UniCredit regards as important that the national laws ensure the actual
representation and the effective expertise of the consumer associations which
are entitled to bring consumer collective redress, through the setting out of
specific requirements on the basis of EU general principles and subsequent
control of the compliance by them with such requirements. Cooperation at
European level should be facilitated through the networks we have mentioned
in the previous answer (please, read also the following answer).
Q 15 Apart from a judicial mechanism, which other incentives would be
necessary to promote recourse to ADR in situations of multiple claims?
UniCredit fully supports the establishment of ADR mechanisms by all Member
States.
UniCredit considers that consumers and traders should be persuaded to use
ADR for individual or multiple claims and to comply with ADR decisions by
highlighting the high expertise, technical competence, integrity and impartiality
of the deciding body as well as the advantages in terms of cost and time
savings. Another incentive could be the provision of the relevant information
about ADR by companies and industry (via brochures, websites, contractual
general terms, conditions or other documentation which is delivered to or has
to be signed by customers).
In this context, UniCredit regards the use of the network of European
Consumer Centers (ECC), specialized in consumer assistance for cross
border and out-of-court actions, and if the dispute is about financial services,
the use of the network FIN-NET as a very important incentive to promote
recourse to ADR. The cross-border networks of out of court disputes between
States, as FIN-NET, are able to provide an easy and effective interchange of
information between the European systems, and to alternative dispute
resolution systems in the various Member States. For this reason, further
promotion of FIN-NET and an encouragement to the establishment of ADR
systems in those States where they are not present should be pursued.

== Stored data ==
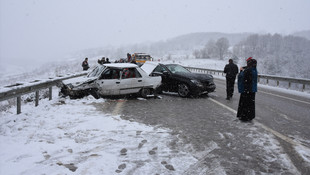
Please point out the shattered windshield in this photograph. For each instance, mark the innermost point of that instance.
(96, 72)
(174, 68)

== Direction ==
In the text on ADR incentives, which network does UniCredit name for promoting recourse to ADR when the dispute concerns financial services?

== Output below ==
FIN-NET